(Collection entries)

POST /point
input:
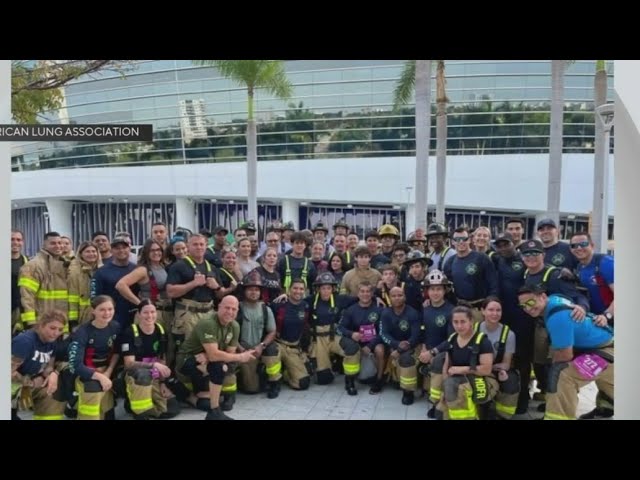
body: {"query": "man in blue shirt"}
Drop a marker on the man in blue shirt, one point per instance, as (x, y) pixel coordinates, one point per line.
(582, 353)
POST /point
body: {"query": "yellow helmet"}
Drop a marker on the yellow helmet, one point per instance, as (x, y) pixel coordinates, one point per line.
(388, 229)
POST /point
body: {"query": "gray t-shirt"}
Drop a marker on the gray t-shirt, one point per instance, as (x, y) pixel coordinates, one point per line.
(494, 337)
(252, 327)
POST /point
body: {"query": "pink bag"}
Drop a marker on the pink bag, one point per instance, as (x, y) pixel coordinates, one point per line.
(589, 365)
(368, 332)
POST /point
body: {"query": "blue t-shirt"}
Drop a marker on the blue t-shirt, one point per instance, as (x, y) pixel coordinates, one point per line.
(600, 295)
(35, 353)
(566, 332)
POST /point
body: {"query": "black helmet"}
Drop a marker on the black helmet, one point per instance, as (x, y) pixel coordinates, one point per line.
(249, 226)
(437, 229)
(417, 256)
(320, 226)
(436, 277)
(252, 279)
(325, 278)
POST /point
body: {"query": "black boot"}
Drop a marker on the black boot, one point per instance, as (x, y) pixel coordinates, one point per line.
(598, 412)
(273, 389)
(350, 385)
(216, 414)
(407, 397)
(229, 400)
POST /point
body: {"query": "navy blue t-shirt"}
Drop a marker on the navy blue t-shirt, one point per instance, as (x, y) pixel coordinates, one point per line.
(34, 352)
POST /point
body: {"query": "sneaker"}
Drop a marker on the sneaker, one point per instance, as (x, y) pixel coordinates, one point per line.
(407, 398)
(598, 412)
(216, 414)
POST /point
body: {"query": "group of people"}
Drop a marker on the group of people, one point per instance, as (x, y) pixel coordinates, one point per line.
(193, 319)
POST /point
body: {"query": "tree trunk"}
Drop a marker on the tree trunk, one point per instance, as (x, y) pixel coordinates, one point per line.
(252, 163)
(441, 142)
(423, 133)
(555, 140)
(600, 214)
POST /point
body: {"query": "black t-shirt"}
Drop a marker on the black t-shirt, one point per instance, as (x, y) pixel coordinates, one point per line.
(16, 264)
(181, 272)
(143, 346)
(271, 282)
(461, 356)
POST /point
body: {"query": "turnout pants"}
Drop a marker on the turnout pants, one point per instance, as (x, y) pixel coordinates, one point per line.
(562, 399)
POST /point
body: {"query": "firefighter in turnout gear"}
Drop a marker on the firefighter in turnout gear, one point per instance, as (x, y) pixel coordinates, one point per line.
(326, 307)
(143, 348)
(43, 282)
(467, 370)
(400, 330)
(258, 333)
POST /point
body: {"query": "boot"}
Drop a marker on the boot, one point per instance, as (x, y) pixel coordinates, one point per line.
(407, 397)
(229, 400)
(598, 412)
(216, 414)
(350, 385)
(377, 386)
(273, 389)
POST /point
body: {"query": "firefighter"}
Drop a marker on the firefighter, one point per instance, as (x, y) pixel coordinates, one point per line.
(43, 282)
(503, 341)
(34, 380)
(92, 359)
(81, 270)
(143, 347)
(467, 381)
(18, 259)
(292, 336)
(326, 308)
(361, 323)
(436, 328)
(437, 235)
(582, 353)
(400, 330)
(257, 333)
(209, 356)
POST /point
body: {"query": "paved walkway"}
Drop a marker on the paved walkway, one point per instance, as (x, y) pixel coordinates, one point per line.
(331, 402)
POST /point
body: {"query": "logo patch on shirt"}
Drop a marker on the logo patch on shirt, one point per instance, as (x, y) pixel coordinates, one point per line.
(471, 269)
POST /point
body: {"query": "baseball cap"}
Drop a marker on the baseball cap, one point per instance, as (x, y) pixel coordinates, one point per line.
(504, 237)
(546, 222)
(532, 246)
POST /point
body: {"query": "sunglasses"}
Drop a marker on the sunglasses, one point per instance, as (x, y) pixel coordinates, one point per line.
(528, 304)
(584, 244)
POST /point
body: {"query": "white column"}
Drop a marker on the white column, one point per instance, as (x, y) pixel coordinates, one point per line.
(5, 218)
(627, 146)
(291, 212)
(60, 216)
(186, 214)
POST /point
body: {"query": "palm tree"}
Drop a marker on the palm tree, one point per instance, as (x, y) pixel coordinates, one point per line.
(441, 140)
(416, 77)
(253, 74)
(555, 139)
(598, 215)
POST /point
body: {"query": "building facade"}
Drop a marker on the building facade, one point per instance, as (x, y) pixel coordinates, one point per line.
(336, 149)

### EXERCISE OBJECTIVE:
In your copy, every entry above must match word for word, and no picture may appear.

### RESULT BELOW:
POST /point
input:
body: {"query": "man in blue shirt"}
Drop a marker on the man in blue shirt, one point per instance, as (x, y) pixel coordinates, one point per line.
(582, 353)
POST /point
body: {"query": "yellow helmet"}
Drop a marker on the yellow helmet, one point per instance, as (x, y) pixel coordinates, one point per line.
(388, 229)
POST /point
body: {"query": "gray t-shirt"}
Drop a marker on the gray t-shirt, one point per instance, as (x, y) pixel coordinates, one point per line.
(494, 337)
(252, 327)
POST /point
body: {"query": "pink bag"}
Drop a marker on the pink bag, one point per instance, as (x, y) pixel coordinates, one point per line.
(589, 365)
(368, 332)
POST /point
body: {"query": "blue t-shirt"}
Drop a marker on the blue t-shirt, one point per instance, as (x, y) pixel coordinates, one point per line.
(600, 295)
(35, 353)
(566, 332)
POST /point
body: {"query": "black helmet"}
Drop a marker on the black helmet, one point per instance, as (x, y) pixel coordinates, one point per line.
(249, 226)
(437, 229)
(417, 256)
(320, 226)
(436, 277)
(252, 279)
(325, 278)
POST /point
body: {"query": "black boot"}
Drop a marker on the black boot, one point per instance, as (x, y) pixel coordinates, one point per line.
(598, 412)
(273, 389)
(350, 385)
(216, 414)
(407, 397)
(229, 400)
POST /point
body: {"query": "navy blue t-shirt"}
Drop a marker on the navy blue t-shirt, one point per instance, as (x, y) pixel coordinates, one point per line.
(34, 352)
POST /point
body: {"query": "sneaker"}
Drop a marker on the sneaker, one point per instance, as (x, y) pixel coordinates, one point per line.
(407, 398)
(598, 412)
(216, 414)
POST /point
body: {"query": "group of people"}
Drop a marker on the group of people, one point per instance, as (x, y) pixel coordinates, one point per line.
(193, 319)
POST /point
body: {"query": "tree trunk"}
Drop a marker on the tree trunk, one point per instance, as (x, y) pixel coordinates, one point per line.
(252, 163)
(441, 142)
(423, 133)
(555, 140)
(600, 214)
POST /point
body: {"query": "black t-shirt"}
Drop a marker on the black t-shirt, one point per instance, as (x, y) pixel coordinates, one point per line.
(16, 264)
(181, 272)
(143, 346)
(271, 282)
(461, 356)
POST /point
body: {"query": "turnout pants"}
Drop a marker on the turnout pants, one point per instance, as (x, y) pixel coordinates, one point per line.
(562, 399)
POST /point
body: {"query": "firefighter in turnout gear"}
Drop a marker on the firefighter in turnout gear, one point per instance, as (x, y) pixel coordinates, one point per line.
(326, 307)
(143, 348)
(43, 282)
(467, 370)
(400, 330)
(258, 333)
POST /point
body: {"query": "boot"}
Drop a marker on the boot, one point per instance, as (x, y) pixel coordinates, one point per line.
(407, 397)
(229, 400)
(598, 412)
(216, 414)
(350, 385)
(377, 386)
(273, 389)
POST /point
body: {"query": "firefighter"}
Drop a marker on the firefighter, one point per instance, as (x, y) pixel coordinates, one point per line.
(43, 282)
(503, 341)
(34, 380)
(92, 359)
(81, 270)
(143, 347)
(467, 381)
(18, 259)
(292, 336)
(326, 308)
(361, 323)
(436, 328)
(437, 235)
(582, 353)
(400, 330)
(257, 333)
(209, 356)
POST /point
body: {"query": "paved walkway"}
Drop a marker on the paved walkway, one point per instance, as (x, y) pixel coordinates, one point per line.
(331, 402)
POST /point
body: {"query": "logo patch on shirt"}
Drop a marker on the logo patch on shirt, one point per instance, as (x, y) pixel coordinates, one point per line.
(471, 269)
POST /point
body: {"query": "baseball cap"}
Drop a marker on the baseball cap, one point per instance, as (x, y) pixel coordinates, one point per line.
(504, 237)
(546, 222)
(532, 246)
POST /point
body: {"query": "sunglasses"}
Drop a marker on the sunglasses, one point per instance, as (x, y) pixel coordinates, one point per line.
(528, 304)
(584, 244)
POST /point
body: {"query": "white column"}
Drop a marker on the white column, one point per instance, as (x, y) pixel coordinates, one point per line.
(5, 218)
(627, 146)
(291, 212)
(60, 216)
(186, 214)
POST /point
body: {"query": "palm tree"}
Drop a marker on the palm tree, one point per instance, as (x, y) pixel coordinates, one point per line.
(441, 140)
(416, 77)
(253, 74)
(555, 139)
(598, 215)
POST /point
body: {"query": "building facade"}
Drop a marker on the building facade, one point per instance, as (x, y) pixel coordinates, one point per line.
(336, 149)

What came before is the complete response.